> _TASK TO COMPLETE_
Could you reproduce every entry that follows, exactly as shown?
[DATA FOR PROCESSING — start]
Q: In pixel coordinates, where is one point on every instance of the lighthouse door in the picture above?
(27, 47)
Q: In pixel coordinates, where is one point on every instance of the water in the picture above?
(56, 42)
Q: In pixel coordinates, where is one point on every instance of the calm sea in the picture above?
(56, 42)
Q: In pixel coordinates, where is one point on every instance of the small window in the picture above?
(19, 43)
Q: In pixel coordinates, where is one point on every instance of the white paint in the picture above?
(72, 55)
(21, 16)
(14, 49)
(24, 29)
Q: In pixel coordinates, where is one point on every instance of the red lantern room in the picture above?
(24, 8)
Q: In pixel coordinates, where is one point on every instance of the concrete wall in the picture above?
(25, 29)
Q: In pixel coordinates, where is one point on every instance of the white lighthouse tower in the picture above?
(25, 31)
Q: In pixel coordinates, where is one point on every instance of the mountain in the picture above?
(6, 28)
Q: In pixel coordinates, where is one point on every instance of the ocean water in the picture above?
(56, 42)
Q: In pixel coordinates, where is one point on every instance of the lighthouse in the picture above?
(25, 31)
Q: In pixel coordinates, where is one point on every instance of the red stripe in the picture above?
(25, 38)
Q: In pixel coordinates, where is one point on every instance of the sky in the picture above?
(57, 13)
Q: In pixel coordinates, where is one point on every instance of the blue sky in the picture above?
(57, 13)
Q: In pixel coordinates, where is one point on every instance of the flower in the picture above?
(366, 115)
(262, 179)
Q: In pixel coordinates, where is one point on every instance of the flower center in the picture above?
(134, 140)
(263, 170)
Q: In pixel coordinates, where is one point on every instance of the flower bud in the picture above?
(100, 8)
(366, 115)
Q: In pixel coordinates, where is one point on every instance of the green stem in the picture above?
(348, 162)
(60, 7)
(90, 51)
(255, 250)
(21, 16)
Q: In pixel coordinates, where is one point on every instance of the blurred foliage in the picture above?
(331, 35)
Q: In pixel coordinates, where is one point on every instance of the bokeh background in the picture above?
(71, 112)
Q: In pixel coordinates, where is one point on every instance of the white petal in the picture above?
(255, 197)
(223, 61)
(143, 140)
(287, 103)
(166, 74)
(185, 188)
[DATA FOR PROCESSING — finish]
> _EXERCISE RESPONSE_
Q: In pixel coordinates, where is one point on every instance of the lighthouse door in the picture above?
(27, 47)
Q: In pixel coordinates, where is one point on every instance of the water in the picture above?
(56, 42)
Q: In pixel coordinates, where is one point on every instance of the calm sea in the picture above?
(56, 42)
Q: In pixel coordinates, where is one point on every instance of the small window in the picture above?
(19, 43)
Q: In pixel coordinates, where is one point on every instance of the white paint in the picture above?
(72, 55)
(21, 16)
(14, 49)
(24, 29)
Q: In pixel coordinates, where is one point on every instance of the red lantern room in the picture above?
(24, 8)
Q: In pixel coordinates, where is one point on every instance of the concrete wall in the picture above?
(25, 29)
Q: In pixel coordinates, where is one point on every instance of the white lighthouse tower in the picture above?
(25, 31)
Q: In pixel coordinates, where is one point on every instance of the mountain in the picture above?
(6, 28)
Q: In pixel coordinates, where is one point on every instance of the ocean water in the picture above?
(56, 42)
Q: In pixel coordinates, where is one point on every instance of the lighthouse in the picture above?
(25, 31)
Q: In pixel coordinates, where is one point on every instance of the red stripe in the picture above?
(25, 38)
Q: In pixel coordinates, where is one point on every instance of the sky in the picture above?
(57, 13)
Q: In pixel coordinates, where is one point on every instance of the blue sky in the picture above?
(57, 13)
Q: In pixel coordinates, where is one point on every instance of the flower in the picture above?
(366, 115)
(262, 179)
Q: In pixel coordinates, where is one point on every instance of the flower center in the picture above?
(134, 140)
(263, 170)
Q: In pixel coordinates, where is one point on every instance of the flower bud in the picture above?
(100, 8)
(366, 115)
Q: In pixel coordinates, where is one point on every instance of the green stem in the picture above?
(348, 162)
(60, 7)
(90, 51)
(255, 250)
(21, 16)
Q: In pixel coordinates, where is one point on every instance of the blurred foliage in the picture above?
(331, 35)
Q: In pixel coordinates, where is one point on every instance of the bokeh background in the picture above?
(71, 112)
Q: In pixel coordinates, where is one point on every instance of the white petal in the picture above?
(255, 197)
(223, 61)
(143, 140)
(287, 103)
(166, 74)
(185, 188)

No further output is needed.